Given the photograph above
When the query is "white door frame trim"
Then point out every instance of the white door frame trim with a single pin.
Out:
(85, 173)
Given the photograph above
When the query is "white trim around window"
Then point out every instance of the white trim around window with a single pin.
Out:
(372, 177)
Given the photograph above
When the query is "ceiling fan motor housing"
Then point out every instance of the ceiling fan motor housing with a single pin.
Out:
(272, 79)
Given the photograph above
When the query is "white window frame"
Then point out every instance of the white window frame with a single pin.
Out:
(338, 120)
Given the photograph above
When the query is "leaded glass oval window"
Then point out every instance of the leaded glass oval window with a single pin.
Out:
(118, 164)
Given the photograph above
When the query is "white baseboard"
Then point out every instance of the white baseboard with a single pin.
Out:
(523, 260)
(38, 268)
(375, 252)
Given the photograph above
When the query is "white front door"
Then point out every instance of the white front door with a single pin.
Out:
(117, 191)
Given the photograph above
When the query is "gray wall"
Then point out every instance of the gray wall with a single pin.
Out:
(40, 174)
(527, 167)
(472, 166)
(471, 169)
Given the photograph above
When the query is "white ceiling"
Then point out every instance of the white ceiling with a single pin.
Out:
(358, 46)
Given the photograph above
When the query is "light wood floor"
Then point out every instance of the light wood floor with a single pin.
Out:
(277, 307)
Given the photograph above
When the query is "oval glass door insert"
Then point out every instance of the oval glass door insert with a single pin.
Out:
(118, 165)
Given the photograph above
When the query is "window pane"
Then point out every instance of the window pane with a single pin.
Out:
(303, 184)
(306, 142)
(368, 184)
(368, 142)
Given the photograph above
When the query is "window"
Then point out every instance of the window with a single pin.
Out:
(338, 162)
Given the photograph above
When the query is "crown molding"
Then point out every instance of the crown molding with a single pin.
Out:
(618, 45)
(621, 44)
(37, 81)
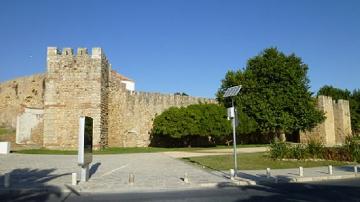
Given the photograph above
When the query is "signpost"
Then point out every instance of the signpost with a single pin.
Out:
(85, 146)
(232, 92)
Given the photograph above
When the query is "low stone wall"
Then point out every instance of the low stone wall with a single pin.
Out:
(131, 114)
(337, 125)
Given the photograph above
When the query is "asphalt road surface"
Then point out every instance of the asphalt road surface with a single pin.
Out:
(335, 190)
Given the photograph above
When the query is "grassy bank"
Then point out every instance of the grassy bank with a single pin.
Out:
(255, 161)
(128, 150)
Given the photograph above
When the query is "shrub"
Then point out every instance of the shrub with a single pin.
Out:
(190, 124)
(297, 152)
(279, 150)
(337, 154)
(352, 145)
(315, 148)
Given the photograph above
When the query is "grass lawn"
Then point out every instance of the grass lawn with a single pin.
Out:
(128, 150)
(255, 161)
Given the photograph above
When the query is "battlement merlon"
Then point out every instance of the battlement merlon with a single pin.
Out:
(97, 53)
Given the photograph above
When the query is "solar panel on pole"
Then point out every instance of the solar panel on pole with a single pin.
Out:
(232, 91)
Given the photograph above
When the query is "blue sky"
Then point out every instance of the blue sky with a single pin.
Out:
(185, 45)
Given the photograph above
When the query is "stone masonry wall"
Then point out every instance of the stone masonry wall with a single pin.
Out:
(336, 126)
(17, 94)
(342, 120)
(131, 114)
(74, 87)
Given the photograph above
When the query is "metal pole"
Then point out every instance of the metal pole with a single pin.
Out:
(234, 138)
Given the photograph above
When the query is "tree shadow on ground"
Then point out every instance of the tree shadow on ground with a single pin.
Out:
(30, 185)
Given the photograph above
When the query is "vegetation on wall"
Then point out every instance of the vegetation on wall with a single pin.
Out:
(316, 150)
(275, 96)
(188, 123)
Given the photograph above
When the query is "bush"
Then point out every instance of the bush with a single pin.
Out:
(191, 125)
(336, 154)
(279, 150)
(297, 152)
(352, 145)
(315, 148)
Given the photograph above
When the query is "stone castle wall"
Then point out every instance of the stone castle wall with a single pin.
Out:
(342, 120)
(75, 86)
(337, 125)
(131, 114)
(84, 85)
(19, 93)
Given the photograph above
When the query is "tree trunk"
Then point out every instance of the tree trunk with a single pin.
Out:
(280, 134)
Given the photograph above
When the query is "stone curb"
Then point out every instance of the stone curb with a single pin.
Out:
(233, 183)
(322, 178)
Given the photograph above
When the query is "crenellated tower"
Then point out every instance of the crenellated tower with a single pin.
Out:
(75, 85)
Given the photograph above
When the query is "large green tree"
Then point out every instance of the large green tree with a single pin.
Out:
(275, 93)
(209, 120)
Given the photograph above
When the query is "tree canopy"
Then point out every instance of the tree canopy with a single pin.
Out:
(275, 93)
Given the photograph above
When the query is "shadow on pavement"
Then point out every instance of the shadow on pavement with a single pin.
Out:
(226, 192)
(94, 168)
(30, 185)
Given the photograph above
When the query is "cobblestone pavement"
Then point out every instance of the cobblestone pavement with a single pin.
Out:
(154, 171)
(108, 172)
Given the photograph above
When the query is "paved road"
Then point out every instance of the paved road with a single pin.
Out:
(336, 190)
(109, 172)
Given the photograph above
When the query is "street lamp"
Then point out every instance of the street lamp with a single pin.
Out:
(232, 92)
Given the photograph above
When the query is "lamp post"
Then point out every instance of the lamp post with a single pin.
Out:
(232, 92)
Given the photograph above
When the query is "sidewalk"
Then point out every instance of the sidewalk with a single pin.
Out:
(153, 171)
(293, 175)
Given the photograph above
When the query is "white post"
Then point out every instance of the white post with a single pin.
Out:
(85, 173)
(330, 170)
(73, 179)
(186, 178)
(301, 171)
(131, 178)
(234, 136)
(7, 180)
(268, 173)
(232, 174)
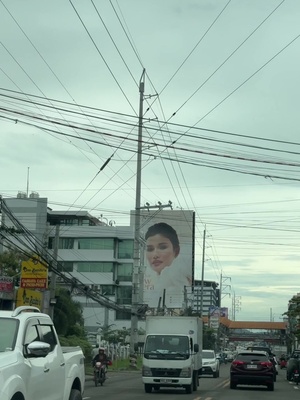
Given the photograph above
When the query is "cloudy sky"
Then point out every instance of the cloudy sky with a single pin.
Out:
(221, 115)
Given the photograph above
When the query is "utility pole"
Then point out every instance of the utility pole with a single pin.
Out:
(52, 285)
(236, 305)
(224, 286)
(137, 219)
(202, 274)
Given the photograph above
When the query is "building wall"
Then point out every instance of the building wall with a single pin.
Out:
(210, 297)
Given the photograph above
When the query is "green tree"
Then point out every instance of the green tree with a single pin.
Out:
(10, 262)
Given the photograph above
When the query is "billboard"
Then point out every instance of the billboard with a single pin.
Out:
(27, 297)
(6, 284)
(34, 274)
(167, 257)
(214, 317)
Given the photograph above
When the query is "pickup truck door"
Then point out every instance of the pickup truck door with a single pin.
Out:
(47, 374)
(55, 374)
(35, 366)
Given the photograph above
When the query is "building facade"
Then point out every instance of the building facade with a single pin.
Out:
(210, 298)
(98, 255)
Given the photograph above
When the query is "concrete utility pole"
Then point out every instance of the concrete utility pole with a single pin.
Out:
(202, 275)
(137, 219)
(52, 285)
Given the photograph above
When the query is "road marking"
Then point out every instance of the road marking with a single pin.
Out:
(204, 398)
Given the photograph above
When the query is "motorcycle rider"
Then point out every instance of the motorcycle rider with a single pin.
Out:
(101, 357)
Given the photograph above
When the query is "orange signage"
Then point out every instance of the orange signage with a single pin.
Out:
(34, 275)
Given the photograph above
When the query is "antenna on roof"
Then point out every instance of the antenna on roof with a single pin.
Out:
(27, 192)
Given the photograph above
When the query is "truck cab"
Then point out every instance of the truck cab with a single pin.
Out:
(172, 353)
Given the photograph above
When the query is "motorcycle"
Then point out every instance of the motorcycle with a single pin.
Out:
(295, 376)
(99, 373)
(282, 363)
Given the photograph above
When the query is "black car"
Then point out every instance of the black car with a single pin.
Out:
(252, 368)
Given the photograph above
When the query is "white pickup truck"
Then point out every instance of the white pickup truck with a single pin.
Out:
(33, 365)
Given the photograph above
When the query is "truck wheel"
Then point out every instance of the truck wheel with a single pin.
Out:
(148, 388)
(195, 380)
(75, 395)
(232, 385)
(189, 389)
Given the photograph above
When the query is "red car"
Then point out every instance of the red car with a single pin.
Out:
(252, 368)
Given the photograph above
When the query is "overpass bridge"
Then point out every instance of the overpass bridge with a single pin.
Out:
(267, 331)
(246, 331)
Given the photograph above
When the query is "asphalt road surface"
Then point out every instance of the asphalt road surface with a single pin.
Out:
(129, 386)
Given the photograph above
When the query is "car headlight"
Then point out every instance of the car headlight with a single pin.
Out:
(185, 373)
(146, 371)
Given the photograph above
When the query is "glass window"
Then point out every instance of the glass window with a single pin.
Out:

Task details:
Gather every line from the rows above that contains the word "merlon", matching case exactly.

Output:
When the query is "battlement merlon"
Then point out every instance of the battlement merlon with a single pin.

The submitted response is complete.